** WHAT IS BEING ASKED **
Your response should consist of the data that follows, repeated in full without alteration.

*** MATERIAL SUPPLIED ***

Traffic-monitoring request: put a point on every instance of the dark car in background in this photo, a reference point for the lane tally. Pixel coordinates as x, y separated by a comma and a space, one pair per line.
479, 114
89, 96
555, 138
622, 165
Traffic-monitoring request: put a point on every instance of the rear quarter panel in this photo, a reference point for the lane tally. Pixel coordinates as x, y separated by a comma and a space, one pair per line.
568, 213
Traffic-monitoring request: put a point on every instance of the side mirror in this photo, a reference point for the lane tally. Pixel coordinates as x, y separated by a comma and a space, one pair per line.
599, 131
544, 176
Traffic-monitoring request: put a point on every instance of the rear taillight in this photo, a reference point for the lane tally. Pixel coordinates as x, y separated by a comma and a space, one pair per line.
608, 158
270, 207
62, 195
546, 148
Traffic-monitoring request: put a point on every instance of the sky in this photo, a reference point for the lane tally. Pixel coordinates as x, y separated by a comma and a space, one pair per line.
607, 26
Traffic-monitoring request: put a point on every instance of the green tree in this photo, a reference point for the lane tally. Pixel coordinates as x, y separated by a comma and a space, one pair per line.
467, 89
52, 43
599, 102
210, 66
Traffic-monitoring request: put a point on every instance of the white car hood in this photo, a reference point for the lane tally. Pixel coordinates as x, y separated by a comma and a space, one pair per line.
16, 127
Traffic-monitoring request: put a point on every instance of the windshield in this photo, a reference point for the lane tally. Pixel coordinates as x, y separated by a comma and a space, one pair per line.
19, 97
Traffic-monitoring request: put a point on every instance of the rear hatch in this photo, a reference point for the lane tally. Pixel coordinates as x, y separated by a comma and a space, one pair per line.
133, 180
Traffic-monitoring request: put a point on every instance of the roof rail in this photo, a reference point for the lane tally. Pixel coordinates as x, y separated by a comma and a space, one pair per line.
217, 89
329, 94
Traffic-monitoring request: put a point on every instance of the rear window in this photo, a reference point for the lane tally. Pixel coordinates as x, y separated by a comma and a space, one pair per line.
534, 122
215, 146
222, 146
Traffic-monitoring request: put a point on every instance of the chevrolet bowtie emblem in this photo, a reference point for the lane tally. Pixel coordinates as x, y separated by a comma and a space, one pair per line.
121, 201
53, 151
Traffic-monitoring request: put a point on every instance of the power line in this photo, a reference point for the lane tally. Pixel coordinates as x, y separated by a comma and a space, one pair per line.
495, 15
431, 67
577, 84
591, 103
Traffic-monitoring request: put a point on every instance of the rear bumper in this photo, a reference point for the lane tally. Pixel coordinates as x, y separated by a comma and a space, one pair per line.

*** End of MATERIAL SUPPLIED ***

** RESULT **
Traffic-monitoring request: put a point on every instance of the dark car in background in this photo, a reference point for the lane tally. Pixel coordinates as x, y separated by a comma and a space, one pair per line.
479, 114
89, 96
555, 138
622, 165
Traffic-monitoring request: put a point on every instance of the rear quarter panel in this photo, a reference point for the lane tally. Pixel coordinates as x, y separated by a comma and a space, one pair per line.
568, 213
Traffic-monitoring request: put a point on every instance of the side mirror in this photo, a reference point for the lane tally. Pixel coordinates as x, y separated by a comma and a space, one pair per line.
599, 131
544, 176
Traffic-monitoring request: put a point on every instance of the rear taillight in this photo, a reference point for the lane tally. Pixel coordinates as x, y separated by a comma and a space, one pair per line.
608, 158
270, 207
62, 195
546, 148
Traffic-monitoring request: put a point on every instance of the sky in this photo, a reference point for the lane tally. Pixel coordinates as x, y separated by a comma and a space, one pair per line.
607, 26
Traffic-monitoring request: put a point on every instance of the green tree in this photo, a reference point for the lane tally. Pixel coordinates as x, y separated by a comma and a space, one pair per line.
467, 89
52, 43
599, 102
210, 66
Traffic-monitoring request: put a point on every instance of the white car hood in this photo, a reference point for the lane tally. Pixel coordinates as x, y separated by a comma and a space, one pair per line.
16, 127
Traffic-monitoring request: put a point on every instance of the windshield in this photo, a reference point for the lane tally. Pixel coordinates as x, y separated by a comma and a space, one pair per line.
19, 97
Traffic-monitoring request: put a point on every instance of the rear hatch in this photo, a reference point for the lane tally. Pixel coordinates as x, y separated by a comma and a space, one pair per line.
133, 180
Traffic-monitoring request: put a point on every instance of the roof rail in this photo, a reference point for the lane tally. Pixel coordinates as x, y separated by a comma and a space, one pair per line.
217, 89
329, 94
Traffic-monitoring request: put a point on every instance of the rear window in this photo, a reference point for the lane tally. Pixel coordinates as x, y separated by a comma and a space, one pair per line.
534, 122
215, 146
222, 146
Traffic-monitoring request: put a point on every instance of the chevrolet bowtie emblem in this photo, a reference point for the lane tally. Pixel coordinates as x, y separated by a comma and a space, one pair per line.
121, 201
53, 151
Traffic-monitoring request: put a point on every instance of the power line in this photo, a reference point for the lane tally. Pixel coordinates as x, y separated by a comma and a space, one pair per line.
495, 15
431, 67
577, 84
591, 103
Traffic-monitoring request: put a point on every instance of the rear bumper in this photo, a reference point for the lane tally. Pixel coordinates as x, y separated by a comma and a space, one pair per line.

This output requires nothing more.